→ Stated problem: Each line of the material must be returned exactly.

··· Input records

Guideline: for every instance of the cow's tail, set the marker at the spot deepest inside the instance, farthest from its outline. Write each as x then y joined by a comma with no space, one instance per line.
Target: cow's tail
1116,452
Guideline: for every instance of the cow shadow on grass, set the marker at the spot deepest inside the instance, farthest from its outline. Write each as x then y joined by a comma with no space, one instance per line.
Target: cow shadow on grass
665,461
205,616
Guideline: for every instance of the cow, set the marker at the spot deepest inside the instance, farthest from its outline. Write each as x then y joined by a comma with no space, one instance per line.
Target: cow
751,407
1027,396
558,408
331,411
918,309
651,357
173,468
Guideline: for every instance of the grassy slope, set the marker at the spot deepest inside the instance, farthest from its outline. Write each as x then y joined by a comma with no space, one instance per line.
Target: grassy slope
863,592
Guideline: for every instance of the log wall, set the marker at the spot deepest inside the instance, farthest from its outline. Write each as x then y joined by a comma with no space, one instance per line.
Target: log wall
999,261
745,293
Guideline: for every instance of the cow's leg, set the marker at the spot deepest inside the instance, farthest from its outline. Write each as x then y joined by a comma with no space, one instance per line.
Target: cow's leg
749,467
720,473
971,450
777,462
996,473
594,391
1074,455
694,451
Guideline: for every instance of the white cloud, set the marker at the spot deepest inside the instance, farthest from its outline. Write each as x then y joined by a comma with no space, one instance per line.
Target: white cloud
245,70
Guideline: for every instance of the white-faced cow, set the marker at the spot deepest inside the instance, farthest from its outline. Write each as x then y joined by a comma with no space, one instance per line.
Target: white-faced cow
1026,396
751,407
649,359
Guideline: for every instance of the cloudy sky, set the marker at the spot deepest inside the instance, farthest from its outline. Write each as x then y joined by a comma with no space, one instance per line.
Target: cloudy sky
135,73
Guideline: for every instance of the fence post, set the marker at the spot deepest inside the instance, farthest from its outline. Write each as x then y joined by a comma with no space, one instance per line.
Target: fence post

······

→ Exercise response:
Guideline: for every instance of the cow's tail, set the marker at the spot deepest inside the instance, farthest from its outline. Write each as x then y joined by a comma with no space, one instance per line.
Target: cow's tail
1116,452
Guideline: for every instance of the cow shadow on grass, set the marker at the spot deepest inside the instance, farthest from its outline. Write each as x then y joined by a comma with no space, one instance per line.
Target: cow shadow on grass
665,461
205,616
Guideline: for every instance of the cow, set the marker at the spot deepest inside the instance, farthest from its outline. Write each as x then y joined by a comma with no space, one instance per line.
Target: cow
751,407
1027,396
558,408
331,411
918,309
651,357
173,468
Guideline: for every instance of the grassy slope, set the marker at the spot deepest inside the instance, farthest from its outline. Write each as x then y joined by a comma with no space, one instance per line.
Target: grassy slope
863,592
Guideline: for every instance of the log wall, set the marker at the spot deepest inside the instance, farthest from its outline. Write each as x then y joined by a comma with no space, one instance per line.
Target: log wall
999,261
745,293
Guideline: for every instance of the cow's leg, set the marker at the spot deepest inside the instance, farthest from its outline. Write each as x then y joined by a comma with no space, one instance per line.
Target: cow's leg
749,467
720,473
971,450
777,462
996,473
594,391
1074,455
694,451
Guideline: for every instance of the white cloud, set the marker at the spot deepest inside the instance, farthest from its outline. Write each as x then y joined by a comma with no space, one instance per line.
Target: white cloud
245,70
Guideline: for every instance of the white-faced cow, set the marker at the spot deepest inside the instance, farthest from its outline. Write each as x then y joined by a comma with no space, one instance per line.
Target: white-faced cow
1026,396
751,407
649,359
Guideline: for every instance of the cloudy sky, set the marker at the spot deepest inside the instance, farthest from its outline. Write each as x then y joined by a comma with no space, one instance per line.
Target: cloudy sky
135,73
Guideline: for every instance of the fence post, set the marker at the spot deepest inside the instance, farthest from its outline. Write each as x then y joined by a comma with no space, one instance per line.
Target: fence post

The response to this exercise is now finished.